# PROBLEM REQUIREMENTS
Reproduce the full listing below unchanged, apart from the pictures.

# LISTED ENTRIES
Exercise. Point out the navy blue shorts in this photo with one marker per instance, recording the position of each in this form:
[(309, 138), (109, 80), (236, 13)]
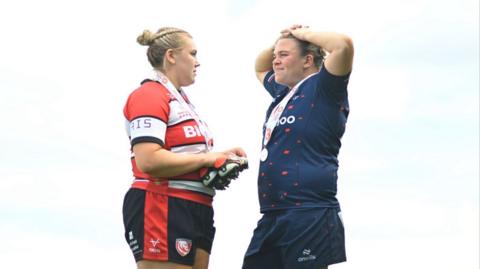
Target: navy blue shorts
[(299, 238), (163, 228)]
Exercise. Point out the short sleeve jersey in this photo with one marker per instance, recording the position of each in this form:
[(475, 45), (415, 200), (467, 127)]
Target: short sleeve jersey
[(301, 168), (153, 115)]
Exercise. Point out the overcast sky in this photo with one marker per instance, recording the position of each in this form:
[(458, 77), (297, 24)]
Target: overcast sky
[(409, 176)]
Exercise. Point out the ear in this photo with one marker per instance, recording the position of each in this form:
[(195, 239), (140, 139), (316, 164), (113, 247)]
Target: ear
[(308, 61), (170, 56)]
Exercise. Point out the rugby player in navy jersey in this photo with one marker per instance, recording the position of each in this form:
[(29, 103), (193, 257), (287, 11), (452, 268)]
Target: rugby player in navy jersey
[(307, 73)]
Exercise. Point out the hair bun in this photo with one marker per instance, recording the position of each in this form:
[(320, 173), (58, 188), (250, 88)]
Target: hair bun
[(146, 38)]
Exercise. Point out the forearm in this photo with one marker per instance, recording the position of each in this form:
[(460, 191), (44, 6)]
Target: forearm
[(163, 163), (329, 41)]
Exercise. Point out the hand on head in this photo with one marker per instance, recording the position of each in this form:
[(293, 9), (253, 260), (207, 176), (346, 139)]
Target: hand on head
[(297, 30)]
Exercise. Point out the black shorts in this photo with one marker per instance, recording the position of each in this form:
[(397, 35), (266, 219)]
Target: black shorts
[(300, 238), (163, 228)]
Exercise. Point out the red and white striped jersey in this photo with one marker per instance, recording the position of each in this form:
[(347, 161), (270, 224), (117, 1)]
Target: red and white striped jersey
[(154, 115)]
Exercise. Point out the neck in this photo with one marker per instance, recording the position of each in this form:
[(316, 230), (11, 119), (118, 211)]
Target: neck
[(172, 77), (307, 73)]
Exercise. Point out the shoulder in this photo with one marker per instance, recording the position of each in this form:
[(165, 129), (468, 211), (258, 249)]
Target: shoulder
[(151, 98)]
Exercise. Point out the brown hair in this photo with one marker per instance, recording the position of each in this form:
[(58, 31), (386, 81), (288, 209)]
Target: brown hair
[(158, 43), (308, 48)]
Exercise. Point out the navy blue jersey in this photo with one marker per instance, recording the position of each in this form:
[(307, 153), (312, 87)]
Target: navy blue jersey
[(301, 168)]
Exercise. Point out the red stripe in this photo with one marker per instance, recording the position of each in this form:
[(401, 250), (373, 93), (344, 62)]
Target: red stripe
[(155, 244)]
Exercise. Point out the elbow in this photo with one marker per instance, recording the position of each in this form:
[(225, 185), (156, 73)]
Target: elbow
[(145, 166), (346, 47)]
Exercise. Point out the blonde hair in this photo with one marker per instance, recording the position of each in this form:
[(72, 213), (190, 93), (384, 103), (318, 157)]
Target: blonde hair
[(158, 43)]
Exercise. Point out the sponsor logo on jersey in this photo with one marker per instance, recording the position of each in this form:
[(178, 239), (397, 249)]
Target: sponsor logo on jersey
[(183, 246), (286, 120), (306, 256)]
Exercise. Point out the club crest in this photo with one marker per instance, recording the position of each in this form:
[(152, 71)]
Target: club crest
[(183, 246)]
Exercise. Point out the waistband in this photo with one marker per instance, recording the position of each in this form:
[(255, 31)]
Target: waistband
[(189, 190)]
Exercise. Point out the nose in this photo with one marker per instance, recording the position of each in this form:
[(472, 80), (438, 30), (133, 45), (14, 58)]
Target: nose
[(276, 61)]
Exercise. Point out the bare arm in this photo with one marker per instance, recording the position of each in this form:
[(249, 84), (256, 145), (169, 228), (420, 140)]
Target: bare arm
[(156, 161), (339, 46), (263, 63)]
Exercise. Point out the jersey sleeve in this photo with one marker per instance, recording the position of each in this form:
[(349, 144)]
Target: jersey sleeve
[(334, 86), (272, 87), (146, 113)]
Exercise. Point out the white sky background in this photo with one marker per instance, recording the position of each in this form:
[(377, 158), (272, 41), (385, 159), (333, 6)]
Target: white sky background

# WRITTEN SOLUTION
Exercise. Point out the navy blue shorts in this photo with one marker per instance, recording the position of each in this form:
[(309, 138), (109, 80), (236, 13)]
Target: navy blue shorts
[(299, 238), (163, 228)]
Exercise. Point out the short sleeve jersey in this photo with one marker per instance, recording the position of each in this form:
[(475, 45), (415, 200), (467, 127)]
Target: short sleeve jersey
[(301, 168), (153, 115)]
Exercise. Point out the overcast sky in this photo with one marker per instance, recording the position of each in this form:
[(458, 77), (297, 24)]
Target: overcast sky
[(409, 176)]
Exercise. Point out the ear in this photo with one marker per instance, recording the position of each in this form:
[(195, 239), (140, 139), (316, 164), (113, 247)]
Target: ear
[(308, 61), (170, 56)]
Exercise. Point out the rugby player in navy jersey in this photo with one marker per instance, recording the position of each in this form:
[(29, 103), (193, 257), (287, 11), (452, 268)]
Target: rugby player in navy jersey
[(307, 73)]
Exercise. Point out the hair bun in this photo with one marker per instance, recording the position of each in this form:
[(320, 173), (58, 188), (250, 88)]
Target: hair bun
[(146, 38)]
Exercise. Point out the forearm in this photo with one marker per instance, recording the position of each in this form:
[(460, 191), (44, 6)]
Target: forearm
[(163, 163), (329, 41)]
Exercise. Point out the hand on head in this photo with one marker per instance, recording the position of each in this form:
[(293, 9), (253, 260), (207, 176), (346, 139)]
Target: hand on head
[(297, 30)]
Exercise. Point out the black shorts in this photo with one marker per instance, recording the position of each in this form:
[(397, 35), (266, 219)]
Target: black shorts
[(300, 238), (163, 228)]
Exercise. Point out the red and white striped jersey in this photo with one marker per instance, recording the position of each in this form:
[(347, 161), (270, 224), (117, 1)]
Target: red and white striped jersey
[(154, 115)]
Exercise. Point out the neck in this photo with one marker per instance, recording the position of each in this form:
[(316, 230), (11, 119), (118, 211)]
Target: neck
[(172, 77), (307, 73)]
Exercise. Point out the shoulder in this photo with one marker per instance, recording the position of each in this form:
[(165, 129), (468, 211), (258, 249)]
Target: shoulder
[(151, 98)]
Exercise. Point out the brown hair in this photo with one marker per instance, recording the position of each in this form:
[(58, 31), (386, 81), (288, 209)]
Target: brown hair
[(158, 43), (308, 48)]
Exercise. Point out the navy blue jersey in this photo with one marker per instance, recording the position of each in this form:
[(307, 153), (312, 87)]
Target: navy blue jersey
[(301, 168)]
Exercise. Point out the red stripe in this photo with one marker per instance, recording the position of each in this form:
[(401, 250), (373, 93), (344, 62)]
Target: red stripe
[(155, 244)]
Exercise. Point out the elbow in this photo with one marker per instance, recording the position of each in this form:
[(225, 185), (156, 73)]
Target: elbow
[(145, 166), (346, 47)]
Exercise. Point out the blonde hair in this photo with one marker per instance, recording the position of each in this form:
[(72, 213), (190, 93), (384, 103), (318, 157)]
Target: blonde hair
[(158, 43)]
Exercise. Point out the sponsor logo on jersey in this photo with one marker per instance, recording the position of each in this form:
[(178, 239), (397, 249)]
Target: sponsor logo on jersey
[(183, 246), (286, 120), (306, 256)]
Exercise. Point out the club crest in this photo with one marker per instance, recording the position of each in this form:
[(152, 71)]
Target: club crest
[(183, 246)]
Exercise. Point out the waistband in this photo with one marker per instance, recording the position of each in this form:
[(255, 31)]
Target: waistband
[(189, 190)]
Exercise. Point out the nose in this photo with one marker per instance, recording the position of each in this form:
[(472, 80), (438, 30), (133, 45), (14, 58)]
Target: nose
[(276, 61)]
Exercise. Point out the bare arm in this photo with one marker per instance, recording the position of each in this form:
[(249, 84), (256, 145), (169, 228), (420, 140)]
Target: bare arm
[(156, 161), (339, 46), (263, 63)]
Exercise. Point out the jersey sleeve in this photo with one marker per instance, recording the position of each in this form:
[(349, 144)]
Target: jersey sleeve
[(334, 86), (272, 87), (146, 113)]
Exercise. Point out the white sky background in this photo with one marker per instance, recording the position of each in this form:
[(377, 158), (272, 41), (385, 159), (333, 6)]
Target: white sky background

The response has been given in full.